:: Material supplied ::

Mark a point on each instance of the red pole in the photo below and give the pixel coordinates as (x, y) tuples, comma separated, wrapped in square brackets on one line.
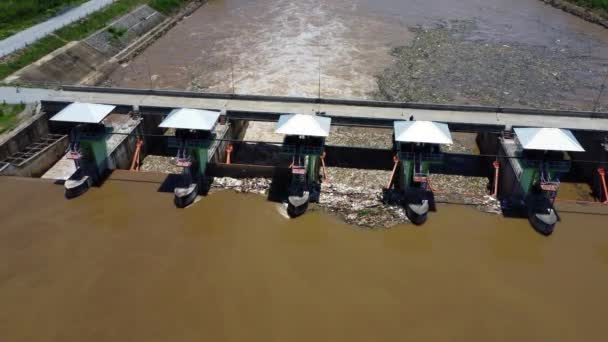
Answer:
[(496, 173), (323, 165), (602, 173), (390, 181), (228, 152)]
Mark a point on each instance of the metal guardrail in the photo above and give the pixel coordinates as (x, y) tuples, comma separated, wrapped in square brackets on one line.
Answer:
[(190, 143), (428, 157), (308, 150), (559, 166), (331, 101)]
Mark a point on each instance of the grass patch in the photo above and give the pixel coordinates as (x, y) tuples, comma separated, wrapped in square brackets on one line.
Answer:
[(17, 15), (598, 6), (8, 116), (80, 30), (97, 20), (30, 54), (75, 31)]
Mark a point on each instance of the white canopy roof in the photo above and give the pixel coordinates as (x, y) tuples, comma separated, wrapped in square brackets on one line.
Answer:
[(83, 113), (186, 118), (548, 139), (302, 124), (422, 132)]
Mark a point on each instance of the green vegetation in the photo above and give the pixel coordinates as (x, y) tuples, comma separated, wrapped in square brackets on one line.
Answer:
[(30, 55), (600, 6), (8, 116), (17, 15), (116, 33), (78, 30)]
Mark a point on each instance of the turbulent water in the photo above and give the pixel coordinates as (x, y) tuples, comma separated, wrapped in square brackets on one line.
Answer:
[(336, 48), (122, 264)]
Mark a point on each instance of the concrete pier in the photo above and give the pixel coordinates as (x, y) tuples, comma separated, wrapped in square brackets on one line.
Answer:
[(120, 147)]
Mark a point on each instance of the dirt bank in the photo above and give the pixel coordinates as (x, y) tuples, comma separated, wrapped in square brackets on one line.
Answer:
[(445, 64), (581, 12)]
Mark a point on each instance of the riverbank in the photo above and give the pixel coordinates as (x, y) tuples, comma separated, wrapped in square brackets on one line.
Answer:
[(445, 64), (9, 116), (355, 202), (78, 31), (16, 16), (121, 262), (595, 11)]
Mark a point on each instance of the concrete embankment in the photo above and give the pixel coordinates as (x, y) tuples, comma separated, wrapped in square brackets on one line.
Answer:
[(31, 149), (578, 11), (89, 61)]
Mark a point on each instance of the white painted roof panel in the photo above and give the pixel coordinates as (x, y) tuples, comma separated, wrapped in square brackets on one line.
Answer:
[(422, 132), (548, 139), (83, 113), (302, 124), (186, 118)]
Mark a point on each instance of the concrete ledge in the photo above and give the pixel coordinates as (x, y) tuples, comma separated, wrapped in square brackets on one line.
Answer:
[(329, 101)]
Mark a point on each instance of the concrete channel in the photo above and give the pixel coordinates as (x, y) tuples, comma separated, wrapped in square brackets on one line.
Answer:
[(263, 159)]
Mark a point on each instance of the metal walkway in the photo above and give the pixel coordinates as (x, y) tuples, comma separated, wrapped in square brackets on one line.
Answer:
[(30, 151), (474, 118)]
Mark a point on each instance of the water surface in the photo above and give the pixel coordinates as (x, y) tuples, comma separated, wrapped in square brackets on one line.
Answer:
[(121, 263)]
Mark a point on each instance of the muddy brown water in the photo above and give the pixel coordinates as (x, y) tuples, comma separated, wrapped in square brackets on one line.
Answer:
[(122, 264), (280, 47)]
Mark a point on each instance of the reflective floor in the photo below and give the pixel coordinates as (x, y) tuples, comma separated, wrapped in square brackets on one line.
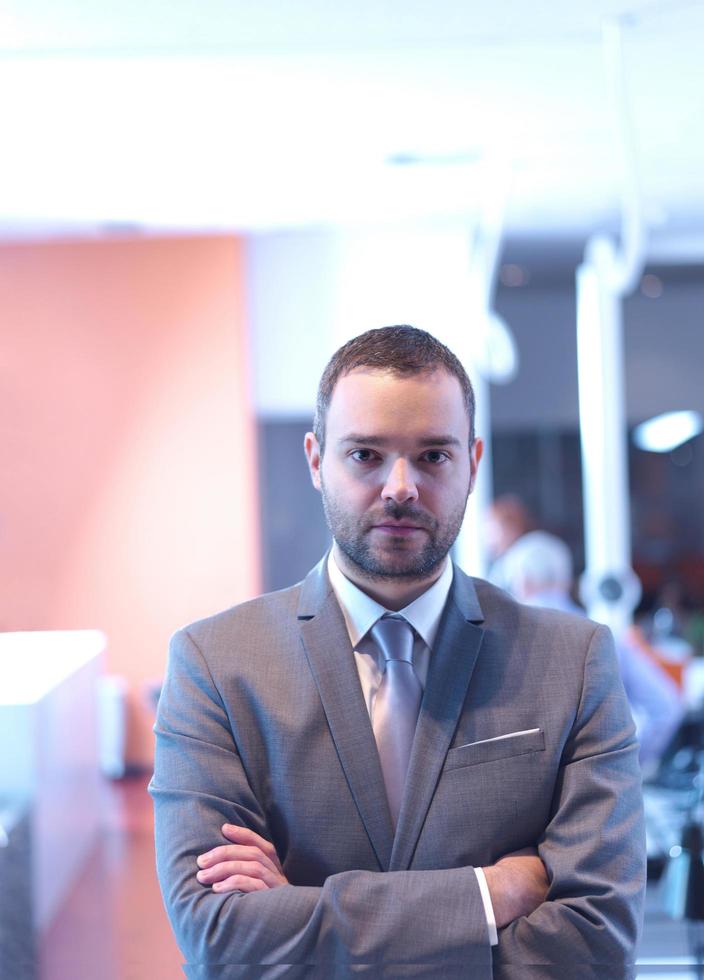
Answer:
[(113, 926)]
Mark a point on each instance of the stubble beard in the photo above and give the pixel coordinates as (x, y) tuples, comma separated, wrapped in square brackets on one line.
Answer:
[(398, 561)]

:::

Transcribe the whole listing, character for character, but not its images.

Mark a point on each instance of the red pole in the photo below and give the pixel coordinates as (x, y) tuples, comma separated, wrapped in square brackets on one line.
Answer:
[(496, 173), (323, 165), (602, 173), (390, 181), (228, 152)]
Mark a point on each instance of the metal guardrail in the photo above and give the pixel coordinates as (x, y) tuples, comma separated, wrapped in square brackets on one line.
Answer:
[(190, 143), (428, 157), (308, 150), (559, 166), (331, 101)]
Mark a point on each instance of the grass patch in the photo above and give the pixel coordinates as (x, y) tuples, comma separated, wrapped in square brackets on one line.
Answer:
[(17, 15), (598, 6), (8, 116), (80, 30), (97, 20), (30, 54), (75, 31)]
Mark a point on each instance of the white canopy roof in the photo above and give the pixel coordinates as (x, y) tuples, comma separated, wrapped in square brackets on one line.
Answer:
[(83, 113), (186, 118), (548, 139), (302, 124), (422, 132)]
Mark a point on each instance of the green vegetation in the photo above and give the pixel coordinates as (x, y) tuples, comma separated, wrapped in square brackets on one line.
Answer:
[(30, 55), (600, 6), (8, 116), (17, 15), (116, 33), (78, 30)]
Mark a point on each instance of the turbulent water in the photo above and give the pixel coordinates as (x, y) tuples, comma separated, wrapped in square brackets on one line.
Answer:
[(336, 48), (122, 264)]
Mark a point on each instance of the concrete pier in the photo above and give the pixel coordinates as (x, y) tuples, comma separated, wrapped in square brackets on one line.
Answer:
[(120, 147)]
Mark a point on each instance of the dirt bank in the photo above and give the pixel coordinates as (x, y) tuples, comma separated, wrapped in square brackets on one line.
Answer:
[(445, 64), (581, 12)]
Mark a point on each instance of the riverbank in the photo above and give the pixel coordinates as (x, y) tuples, comma separated, wrapped in square brackets on one line.
Answer:
[(445, 64), (9, 116), (355, 202), (78, 31), (16, 16), (121, 262), (595, 11)]
Mark a point on each instance of the concrete embankment in the photo above and give the pixel coordinates as (x, y) tuples, comma separated, wrapped in square brackets on one line.
Answer:
[(31, 149), (578, 11), (89, 61)]
Mark a point on each instance of the white painted roof panel in the photo above and give the pixel coordinates as (x, y) tuples, comma separated, wrapped in square brackets on one line.
Answer:
[(422, 132), (548, 139), (83, 113), (302, 124), (186, 118)]
Mark a point on each instance of the concrete ledge in the photo above and give the pixel coordinates as (x, y) tuples, comma separated, wrapped in square brackets on one line.
Answer:
[(329, 101)]
Mark a point on each instance of the concrete channel in the photo above and give the pixel coordinates as (x, y) tuples, comma separated, wrapped in square brackets on one line.
Answer:
[(263, 159)]
Mark a point on each instance of the metal walkway in the photo above and give the pixel coordinates as (x, y) tuples, comma separated, wrapped in square brackets on one line.
Answer:
[(30, 151), (474, 118)]
Mark a point on each instance of the water surface in the photo above and give the pixel coordinates as (x, y) tuples, comma separated, wrapped in square brackets on one line.
Answer:
[(121, 263)]
Mark a point on each instance of the muddy brown water in the photo above and give the pixel coordinates as (x, y) tuples, comma separated, wrapped in square brackets on one line.
Answer:
[(122, 264), (280, 47)]
Mark a point on each instance of the reflective floor in the photo below and give the pixel coordinates as (x, y) tuples, comma separated, wrapped in square brackets on one line.
Answer:
[(113, 926)]
Mark a point on each instance of the stubble beard in the photo above and give the pixel coordinates as (x, y) tuples, comma separated, wrapped in square brackets on one line.
Answer:
[(398, 561)]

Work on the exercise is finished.